* Start Dataset entries *
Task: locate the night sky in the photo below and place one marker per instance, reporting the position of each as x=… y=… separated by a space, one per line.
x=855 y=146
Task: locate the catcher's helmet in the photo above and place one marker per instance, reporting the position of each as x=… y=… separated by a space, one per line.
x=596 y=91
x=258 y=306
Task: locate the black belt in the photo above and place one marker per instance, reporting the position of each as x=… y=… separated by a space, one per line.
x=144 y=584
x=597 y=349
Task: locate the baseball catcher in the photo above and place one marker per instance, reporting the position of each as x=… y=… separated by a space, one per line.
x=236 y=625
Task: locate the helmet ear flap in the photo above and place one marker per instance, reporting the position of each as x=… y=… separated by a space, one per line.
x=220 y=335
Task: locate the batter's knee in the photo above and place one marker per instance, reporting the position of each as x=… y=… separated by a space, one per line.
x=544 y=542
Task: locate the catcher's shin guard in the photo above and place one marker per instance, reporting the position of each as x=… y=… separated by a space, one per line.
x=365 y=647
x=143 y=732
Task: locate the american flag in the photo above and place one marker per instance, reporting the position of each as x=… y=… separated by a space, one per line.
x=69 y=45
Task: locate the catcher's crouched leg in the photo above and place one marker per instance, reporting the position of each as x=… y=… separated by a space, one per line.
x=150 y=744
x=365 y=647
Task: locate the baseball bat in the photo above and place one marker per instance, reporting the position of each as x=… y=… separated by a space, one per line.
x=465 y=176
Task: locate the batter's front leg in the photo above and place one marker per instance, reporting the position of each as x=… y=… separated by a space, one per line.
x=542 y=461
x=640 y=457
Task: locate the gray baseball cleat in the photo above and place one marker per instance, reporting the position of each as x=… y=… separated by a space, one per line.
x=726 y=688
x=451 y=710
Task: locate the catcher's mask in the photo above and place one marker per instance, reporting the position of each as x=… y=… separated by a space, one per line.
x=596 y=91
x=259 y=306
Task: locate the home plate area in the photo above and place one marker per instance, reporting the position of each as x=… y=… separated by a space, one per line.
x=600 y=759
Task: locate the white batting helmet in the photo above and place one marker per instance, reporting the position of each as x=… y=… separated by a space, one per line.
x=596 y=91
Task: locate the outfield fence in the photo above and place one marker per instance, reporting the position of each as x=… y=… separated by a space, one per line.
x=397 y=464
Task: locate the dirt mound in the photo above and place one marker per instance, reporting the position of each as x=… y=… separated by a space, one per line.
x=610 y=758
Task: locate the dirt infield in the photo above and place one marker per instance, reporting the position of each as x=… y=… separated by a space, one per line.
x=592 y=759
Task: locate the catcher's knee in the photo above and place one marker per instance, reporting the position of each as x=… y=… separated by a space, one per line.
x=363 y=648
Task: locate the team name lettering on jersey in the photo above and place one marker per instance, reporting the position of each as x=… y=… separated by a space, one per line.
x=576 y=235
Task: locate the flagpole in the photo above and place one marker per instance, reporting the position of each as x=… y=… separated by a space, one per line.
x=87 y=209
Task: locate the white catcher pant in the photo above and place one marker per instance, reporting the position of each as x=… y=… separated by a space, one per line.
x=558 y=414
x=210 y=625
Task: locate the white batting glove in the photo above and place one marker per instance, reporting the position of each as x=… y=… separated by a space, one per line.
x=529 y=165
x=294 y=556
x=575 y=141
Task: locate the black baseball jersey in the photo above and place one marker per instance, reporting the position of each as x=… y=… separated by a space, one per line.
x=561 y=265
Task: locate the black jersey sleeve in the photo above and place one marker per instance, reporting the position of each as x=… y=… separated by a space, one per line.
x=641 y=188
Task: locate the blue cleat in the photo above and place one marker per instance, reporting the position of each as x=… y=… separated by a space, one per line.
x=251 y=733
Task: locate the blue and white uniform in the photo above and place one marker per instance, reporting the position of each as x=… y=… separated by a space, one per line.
* End Dataset entries *
▶ Directive
Write out the listing again, substituting "mark each instance once" for every "place one marker per instance" and leaving everything else unchanged.

▶ Task result
Task: locate the night sky in the photo below and mark each instance once, reporting the position of each as x=… y=… separated by a space, one per line.
x=855 y=146
Task: locate the catcher's helmet in the photo above and mark each instance once, reporting the position of each as x=… y=… separated by a space, one per line.
x=596 y=91
x=258 y=306
Task: locate the black belt in the photo above and mark each instance once, reporting the position of each as x=… y=… separated by a space, one per line.
x=144 y=584
x=597 y=349
Task: locate the baseball catcher in the photo above and mark each instance once, reporting the position of each as x=… y=… separated by a space, one per line.
x=236 y=625
Task: locate the helmet ear flap in the photo above and mark each instance once, reporting the position of each as x=… y=… separated by a space, one per line.
x=220 y=335
Task: locate the batter's knee in the photo above and mark each instance once, reporting the position of each as x=… y=… separated by a space, one per line.
x=544 y=542
Task: locate the catcher's shin guard in the photo above and mark each instance once, reporting the position of each as x=… y=… separated by a space, one per line.
x=365 y=647
x=143 y=732
Task: locate the american flag in the photo above and mark each instance once, reporting the position of each as x=… y=… separated by a space, one per line.
x=69 y=45
Task: locate the catcher's crouched leg in the photo above and mark each instance once, reporting the position of each as x=… y=… separated by a space, one per line.
x=150 y=744
x=365 y=647
Task: locate the baseball bat in the photo above and mark each instance once, reporting the position of each as x=… y=… separated by a space, one per line.
x=465 y=176
Task: locate the batter's front leg in the photo above and mark each instance once, reporting the position of each as x=… y=… separated by a space, one per line.
x=542 y=461
x=640 y=457
Task: locate the gray baseball cleat in the photo above and mark each instance once, reporting the position of each as x=… y=… separated by a space, one per line.
x=726 y=688
x=451 y=710
Task: locate the catcher's mask in the photo above and mark each instance once, reporting the position of each as x=… y=… separated by a space, one per line.
x=596 y=91
x=259 y=306
Task: locate the home plate area in the photo above and mark each instance once, reporting the position of each as x=… y=… separated by a space, one per line.
x=600 y=759
Task: locate the white batting helmet in the photo above and mark each instance once, reporting the position of each as x=… y=… separated by a space, one per line.
x=596 y=91
Task: locate the outfield fence in the photo above and mark each instance once, reporting the position of each as x=… y=… separated by a space, one per line.
x=397 y=464
Task: locate the dirt mound in the photo above and mark each instance once, reporting the position of each as x=… y=… separated by a space, one per line.
x=610 y=758
Task: locate the dirt infield in the photo above and mark each instance once, reporting the position of each as x=… y=… separated by a space, one per line.
x=592 y=759
Task: locate the catcher's knee in the photo above and mark each instance once, reporting the position of each as x=… y=… separated by a space, one per line.
x=363 y=648
Task: locate the team name lettering on jersey in the photo above and mark each instance once, reporting the position of each as x=… y=… separated by a space, one per line.
x=576 y=235
Task: locate the flagpole in the photo above and mark each instance once, reporting the position of each as x=… y=… separated by a space, one per line.
x=87 y=209
Task: locate the white catcher pant in the photo above and mark each instance once, reporting the position of each as x=… y=… separated by a space, one per line.
x=558 y=414
x=210 y=625
Task: locate the white batting glove in the photo above and mark each instance once, reporting the position of each as x=… y=… separated by a space, one per line.
x=529 y=165
x=294 y=556
x=575 y=141
Task: locate the black baseball jersey in the photo above and mark each instance once, reporting the position of each as x=… y=… separated by a space, one per line.
x=561 y=265
Task: locate the black jersey sleeve in the photo above and mark each instance once, reporting the position of each as x=… y=… separated by a space, one per line.
x=641 y=188
Task: locate the blue cleat in the photo above and mark each instance once, reporting the position of each as x=… y=… separated by a space, one per line.
x=251 y=733
Task: locate the blue and white uniform in the photo above and mark each instance once, reporting the position of each as x=… y=… separated by a space, one per line.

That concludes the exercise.